**Work task:**
Whenever the string "tidal" turns up in a line below, that line should be copied.

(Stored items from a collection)

+ + +

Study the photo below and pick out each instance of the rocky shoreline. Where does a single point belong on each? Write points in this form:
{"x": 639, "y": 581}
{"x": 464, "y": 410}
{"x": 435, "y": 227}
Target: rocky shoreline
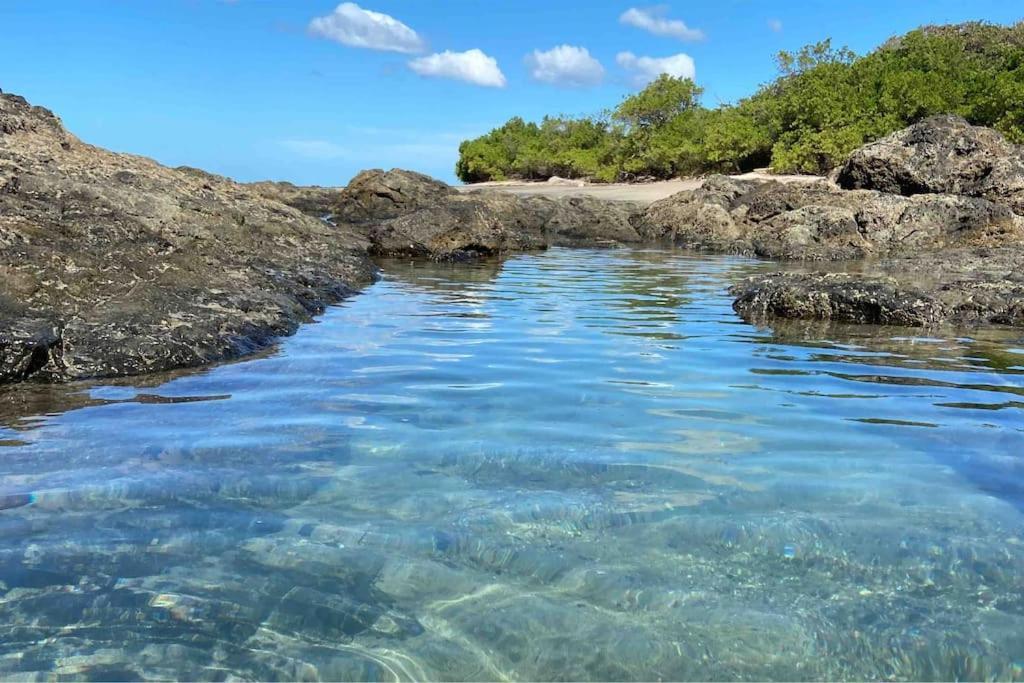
{"x": 112, "y": 264}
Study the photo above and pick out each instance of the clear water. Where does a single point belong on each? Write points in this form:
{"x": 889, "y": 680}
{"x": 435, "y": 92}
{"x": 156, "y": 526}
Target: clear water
{"x": 572, "y": 465}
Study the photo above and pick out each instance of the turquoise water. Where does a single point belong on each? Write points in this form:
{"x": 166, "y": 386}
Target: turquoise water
{"x": 571, "y": 465}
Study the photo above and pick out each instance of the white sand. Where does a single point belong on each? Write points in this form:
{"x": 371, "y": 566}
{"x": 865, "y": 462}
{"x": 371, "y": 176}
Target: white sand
{"x": 641, "y": 191}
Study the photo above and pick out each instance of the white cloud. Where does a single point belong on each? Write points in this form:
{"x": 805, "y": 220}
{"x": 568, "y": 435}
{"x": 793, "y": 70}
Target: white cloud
{"x": 645, "y": 70}
{"x": 352, "y": 26}
{"x": 653, "y": 20}
{"x": 472, "y": 66}
{"x": 565, "y": 66}
{"x": 318, "y": 150}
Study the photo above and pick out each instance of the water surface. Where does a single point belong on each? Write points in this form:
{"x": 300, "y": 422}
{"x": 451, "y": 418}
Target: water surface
{"x": 571, "y": 465}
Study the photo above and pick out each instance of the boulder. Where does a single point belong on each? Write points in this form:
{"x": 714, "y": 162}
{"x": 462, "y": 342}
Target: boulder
{"x": 965, "y": 287}
{"x": 941, "y": 155}
{"x": 376, "y": 195}
{"x": 819, "y": 221}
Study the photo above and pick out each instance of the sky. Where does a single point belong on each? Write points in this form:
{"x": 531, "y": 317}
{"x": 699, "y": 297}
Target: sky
{"x": 313, "y": 91}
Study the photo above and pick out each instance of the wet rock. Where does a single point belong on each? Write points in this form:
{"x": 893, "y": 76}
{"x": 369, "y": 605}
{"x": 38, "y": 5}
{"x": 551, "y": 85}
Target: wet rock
{"x": 311, "y": 200}
{"x": 377, "y": 195}
{"x": 818, "y": 221}
{"x": 409, "y": 214}
{"x": 963, "y": 287}
{"x": 940, "y": 155}
{"x": 113, "y": 264}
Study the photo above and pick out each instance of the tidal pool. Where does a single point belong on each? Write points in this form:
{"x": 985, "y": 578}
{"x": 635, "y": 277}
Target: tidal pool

+ + +

**Output:**
Study the photo above and pick out each instance of the tidal pool. Where does a single point belong on each? Write points in this form:
Target: tidal pool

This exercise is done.